Copy exactly, and only, the lines from the line containing "[locate] dry grass" through the last line of the records below, both included.
-- start of Supplied material --
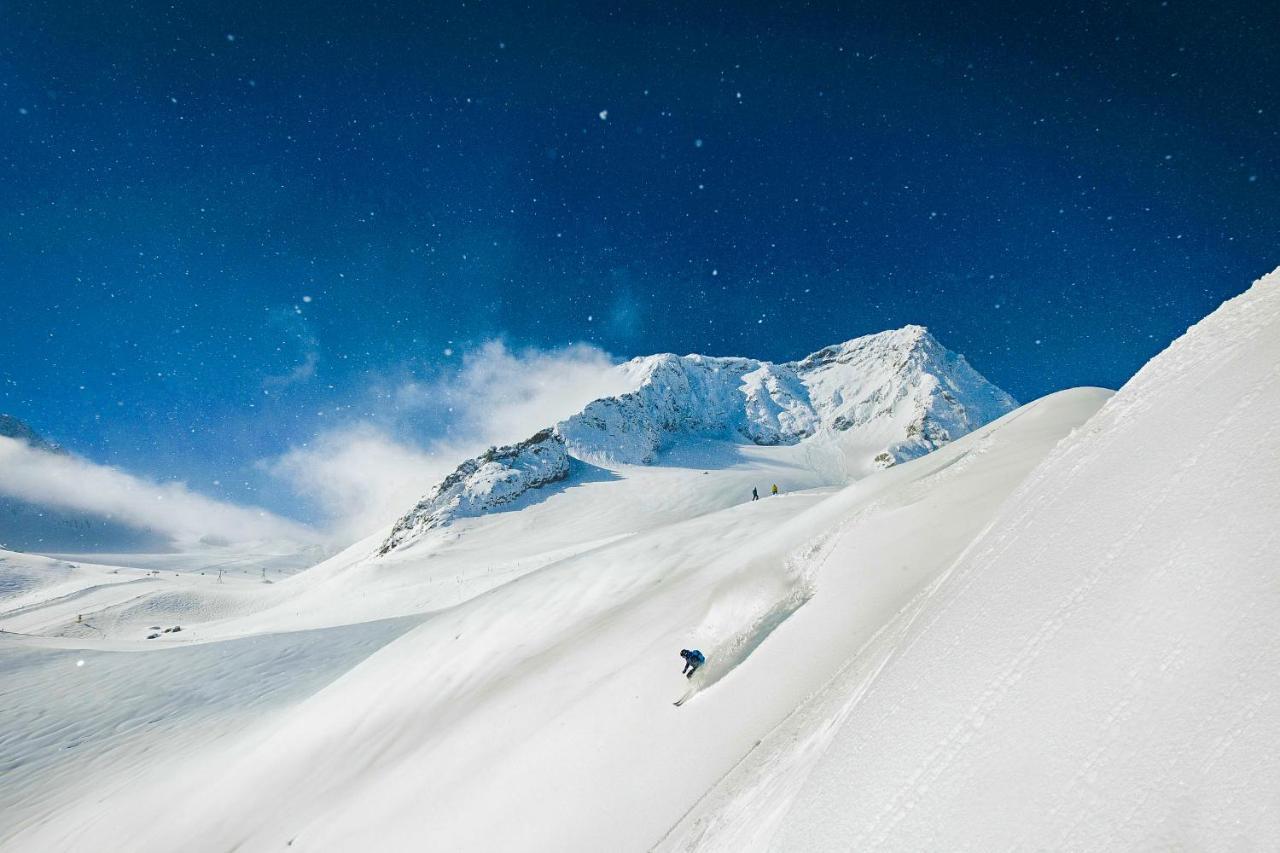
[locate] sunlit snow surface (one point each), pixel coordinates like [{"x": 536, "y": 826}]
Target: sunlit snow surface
[{"x": 973, "y": 649}]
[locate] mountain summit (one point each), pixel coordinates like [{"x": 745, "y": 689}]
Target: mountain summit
[{"x": 864, "y": 404}]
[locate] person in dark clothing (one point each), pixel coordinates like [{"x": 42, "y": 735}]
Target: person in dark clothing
[{"x": 693, "y": 660}]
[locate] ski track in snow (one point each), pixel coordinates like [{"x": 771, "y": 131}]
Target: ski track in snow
[{"x": 1055, "y": 632}]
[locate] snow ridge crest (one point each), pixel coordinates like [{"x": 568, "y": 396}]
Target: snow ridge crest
[{"x": 901, "y": 391}]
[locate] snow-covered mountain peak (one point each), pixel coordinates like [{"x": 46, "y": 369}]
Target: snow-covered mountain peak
[
  {"x": 13, "y": 428},
  {"x": 872, "y": 401}
]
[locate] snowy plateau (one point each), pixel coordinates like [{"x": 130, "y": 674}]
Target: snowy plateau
[{"x": 961, "y": 624}]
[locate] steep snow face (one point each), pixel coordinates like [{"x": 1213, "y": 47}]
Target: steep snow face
[
  {"x": 903, "y": 378},
  {"x": 878, "y": 400},
  {"x": 1097, "y": 671},
  {"x": 489, "y": 480},
  {"x": 13, "y": 428}
]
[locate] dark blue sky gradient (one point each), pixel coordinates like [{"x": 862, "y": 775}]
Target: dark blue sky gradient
[{"x": 1056, "y": 191}]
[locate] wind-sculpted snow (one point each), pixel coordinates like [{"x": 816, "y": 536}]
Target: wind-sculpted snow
[
  {"x": 1096, "y": 673},
  {"x": 497, "y": 477},
  {"x": 886, "y": 397}
]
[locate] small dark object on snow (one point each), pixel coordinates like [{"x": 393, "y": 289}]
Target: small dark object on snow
[{"x": 693, "y": 660}]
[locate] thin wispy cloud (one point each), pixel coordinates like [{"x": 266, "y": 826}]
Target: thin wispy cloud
[
  {"x": 77, "y": 484},
  {"x": 365, "y": 474}
]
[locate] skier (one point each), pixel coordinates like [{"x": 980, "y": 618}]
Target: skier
[{"x": 693, "y": 660}]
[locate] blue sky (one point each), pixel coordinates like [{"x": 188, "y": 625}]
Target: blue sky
[{"x": 227, "y": 231}]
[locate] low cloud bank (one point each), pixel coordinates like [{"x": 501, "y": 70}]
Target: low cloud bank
[
  {"x": 76, "y": 484},
  {"x": 366, "y": 474}
]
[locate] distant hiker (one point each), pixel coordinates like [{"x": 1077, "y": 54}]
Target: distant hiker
[{"x": 693, "y": 660}]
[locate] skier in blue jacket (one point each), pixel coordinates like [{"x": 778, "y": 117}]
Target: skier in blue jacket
[{"x": 693, "y": 660}]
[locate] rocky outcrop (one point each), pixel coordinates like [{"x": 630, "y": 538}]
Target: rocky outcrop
[{"x": 497, "y": 477}]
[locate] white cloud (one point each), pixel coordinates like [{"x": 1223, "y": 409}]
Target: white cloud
[
  {"x": 72, "y": 483},
  {"x": 362, "y": 477},
  {"x": 359, "y": 475}
]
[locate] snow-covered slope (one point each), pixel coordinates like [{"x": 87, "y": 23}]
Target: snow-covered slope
[
  {"x": 1054, "y": 632},
  {"x": 904, "y": 383},
  {"x": 864, "y": 404},
  {"x": 1098, "y": 671},
  {"x": 538, "y": 715}
]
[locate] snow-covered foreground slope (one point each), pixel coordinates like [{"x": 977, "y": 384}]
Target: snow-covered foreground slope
[
  {"x": 1055, "y": 632},
  {"x": 1098, "y": 671},
  {"x": 538, "y": 715}
]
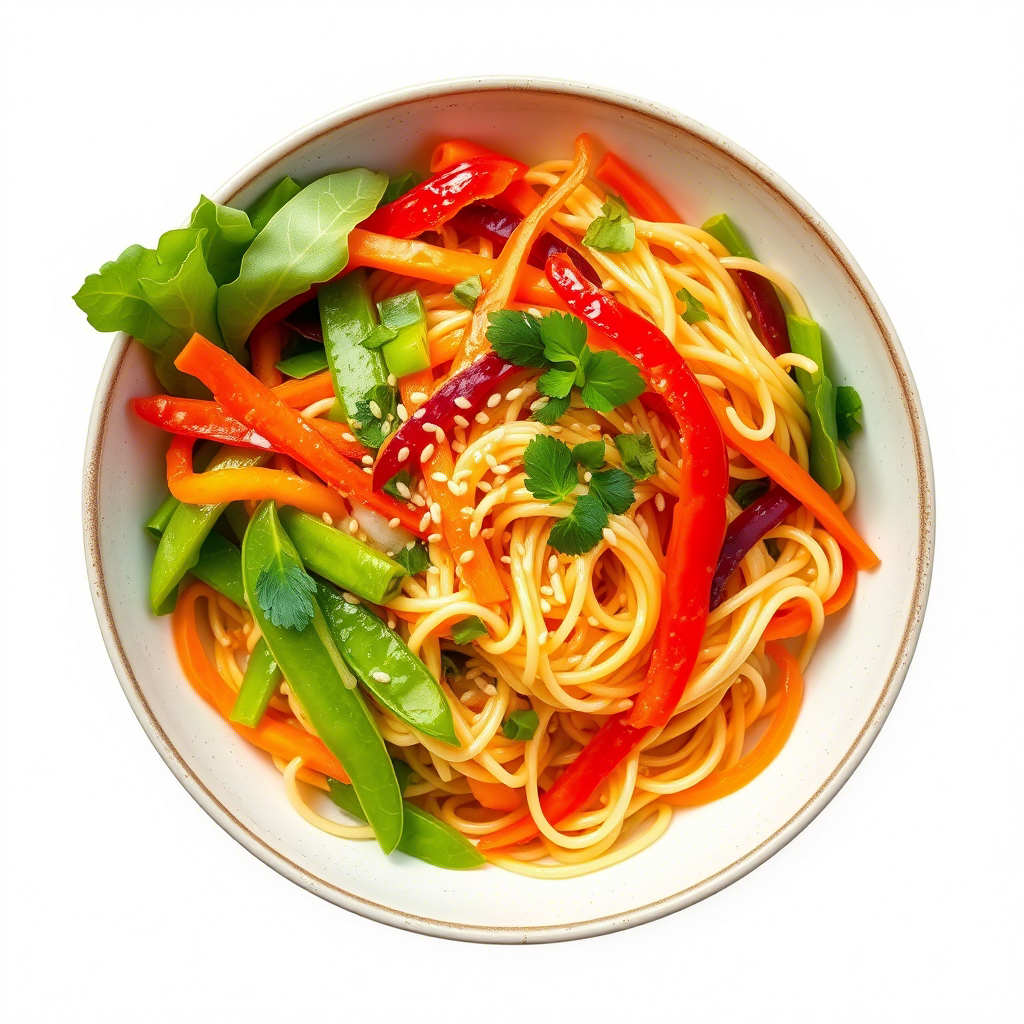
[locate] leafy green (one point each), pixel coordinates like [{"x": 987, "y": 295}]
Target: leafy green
[
  {"x": 848, "y": 412},
  {"x": 271, "y": 201},
  {"x": 413, "y": 559},
  {"x": 467, "y": 630},
  {"x": 521, "y": 725},
  {"x": 750, "y": 491},
  {"x": 613, "y": 230},
  {"x": 552, "y": 411},
  {"x": 613, "y": 488},
  {"x": 551, "y": 471},
  {"x": 589, "y": 455},
  {"x": 515, "y": 336},
  {"x": 304, "y": 243},
  {"x": 694, "y": 310},
  {"x": 639, "y": 457},
  {"x": 580, "y": 530},
  {"x": 609, "y": 381},
  {"x": 467, "y": 292},
  {"x": 228, "y": 235},
  {"x": 284, "y": 589},
  {"x": 397, "y": 186}
]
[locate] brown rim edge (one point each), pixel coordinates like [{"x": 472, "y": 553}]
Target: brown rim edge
[{"x": 725, "y": 876}]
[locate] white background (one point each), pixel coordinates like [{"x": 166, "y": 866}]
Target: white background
[{"x": 901, "y": 124}]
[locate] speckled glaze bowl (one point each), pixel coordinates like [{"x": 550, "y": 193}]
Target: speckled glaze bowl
[{"x": 852, "y": 681}]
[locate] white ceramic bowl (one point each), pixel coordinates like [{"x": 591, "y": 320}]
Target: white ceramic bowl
[{"x": 854, "y": 676}]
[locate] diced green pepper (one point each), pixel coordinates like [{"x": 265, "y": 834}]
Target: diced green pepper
[
  {"x": 805, "y": 338},
  {"x": 341, "y": 558},
  {"x": 387, "y": 668},
  {"x": 423, "y": 837},
  {"x": 406, "y": 314}
]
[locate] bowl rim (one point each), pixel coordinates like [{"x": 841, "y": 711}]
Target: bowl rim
[{"x": 741, "y": 865}]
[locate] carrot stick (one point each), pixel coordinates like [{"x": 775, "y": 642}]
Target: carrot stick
[
  {"x": 722, "y": 783},
  {"x": 275, "y": 737},
  {"x": 644, "y": 199},
  {"x": 766, "y": 455},
  {"x": 247, "y": 399}
]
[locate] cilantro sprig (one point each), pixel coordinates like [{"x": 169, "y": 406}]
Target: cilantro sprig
[{"x": 557, "y": 344}]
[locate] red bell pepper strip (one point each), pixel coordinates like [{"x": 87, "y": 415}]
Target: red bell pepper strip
[
  {"x": 760, "y": 516},
  {"x": 474, "y": 384},
  {"x": 195, "y": 418},
  {"x": 437, "y": 200},
  {"x": 258, "y": 408},
  {"x": 698, "y": 520},
  {"x": 498, "y": 225}
]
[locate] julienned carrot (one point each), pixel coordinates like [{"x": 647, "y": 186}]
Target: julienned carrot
[
  {"x": 723, "y": 782},
  {"x": 255, "y": 404},
  {"x": 246, "y": 484},
  {"x": 264, "y": 347},
  {"x": 640, "y": 196},
  {"x": 766, "y": 455},
  {"x": 471, "y": 553},
  {"x": 496, "y": 796},
  {"x": 275, "y": 737},
  {"x": 795, "y": 622}
]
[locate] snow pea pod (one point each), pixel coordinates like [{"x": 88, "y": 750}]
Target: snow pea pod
[
  {"x": 424, "y": 836},
  {"x": 323, "y": 684},
  {"x": 387, "y": 668},
  {"x": 187, "y": 527}
]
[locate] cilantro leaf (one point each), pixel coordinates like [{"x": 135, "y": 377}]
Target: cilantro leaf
[
  {"x": 552, "y": 411},
  {"x": 639, "y": 457},
  {"x": 284, "y": 589},
  {"x": 413, "y": 559},
  {"x": 590, "y": 455},
  {"x": 564, "y": 338},
  {"x": 515, "y": 336},
  {"x": 613, "y": 488},
  {"x": 610, "y": 381},
  {"x": 557, "y": 383},
  {"x": 749, "y": 492},
  {"x": 694, "y": 310},
  {"x": 468, "y": 630},
  {"x": 521, "y": 725},
  {"x": 848, "y": 412},
  {"x": 580, "y": 530},
  {"x": 613, "y": 230},
  {"x": 551, "y": 471},
  {"x": 467, "y": 292}
]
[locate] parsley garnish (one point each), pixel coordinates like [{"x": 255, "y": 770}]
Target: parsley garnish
[
  {"x": 467, "y": 292},
  {"x": 639, "y": 457},
  {"x": 581, "y": 529},
  {"x": 551, "y": 471},
  {"x": 613, "y": 230},
  {"x": 284, "y": 589},
  {"x": 557, "y": 343},
  {"x": 521, "y": 725},
  {"x": 693, "y": 310},
  {"x": 467, "y": 630}
]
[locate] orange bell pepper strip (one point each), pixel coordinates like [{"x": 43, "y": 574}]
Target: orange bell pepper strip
[
  {"x": 767, "y": 456},
  {"x": 640, "y": 196},
  {"x": 275, "y": 737},
  {"x": 721, "y": 783},
  {"x": 256, "y": 406}
]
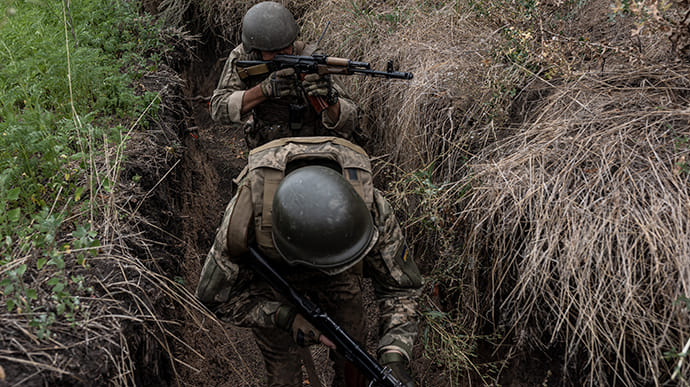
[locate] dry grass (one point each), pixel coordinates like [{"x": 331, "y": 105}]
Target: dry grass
[
  {"x": 583, "y": 216},
  {"x": 573, "y": 236},
  {"x": 454, "y": 87}
]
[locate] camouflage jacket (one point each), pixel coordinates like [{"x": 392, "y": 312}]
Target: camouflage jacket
[
  {"x": 230, "y": 289},
  {"x": 292, "y": 116}
]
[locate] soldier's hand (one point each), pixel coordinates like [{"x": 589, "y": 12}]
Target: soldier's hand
[
  {"x": 398, "y": 365},
  {"x": 279, "y": 84},
  {"x": 320, "y": 86},
  {"x": 302, "y": 332}
]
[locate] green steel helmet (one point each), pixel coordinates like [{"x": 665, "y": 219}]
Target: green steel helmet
[
  {"x": 268, "y": 26},
  {"x": 320, "y": 221}
]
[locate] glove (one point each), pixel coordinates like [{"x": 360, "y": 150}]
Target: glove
[
  {"x": 279, "y": 84},
  {"x": 302, "y": 332},
  {"x": 320, "y": 86},
  {"x": 398, "y": 365}
]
-- end of Supplied material --
*The completed task:*
[locate] dry grass (one point each), pixel coordinates like [{"x": 331, "y": 105}]
Target: dry grass
[
  {"x": 583, "y": 216},
  {"x": 573, "y": 236},
  {"x": 454, "y": 87}
]
[locate] camouflage jacket (one point each), pixel coordinates like [{"x": 392, "y": 312}]
Target: camouflage jacket
[
  {"x": 230, "y": 289},
  {"x": 292, "y": 116}
]
[locate] soldier's hand (one point each), pixel coordinates like [{"x": 589, "y": 12}]
Target: soldier's hand
[
  {"x": 398, "y": 365},
  {"x": 279, "y": 84},
  {"x": 320, "y": 86},
  {"x": 302, "y": 332}
]
[locate] green steel helmet (one point each), pixel coordinates like [{"x": 665, "y": 219}]
Target: green steel helmet
[
  {"x": 268, "y": 26},
  {"x": 320, "y": 221}
]
[locate] glove (one point each), pixel coordinates like [{"x": 360, "y": 150}]
Target: glove
[
  {"x": 279, "y": 84},
  {"x": 302, "y": 332},
  {"x": 320, "y": 86},
  {"x": 398, "y": 365}
]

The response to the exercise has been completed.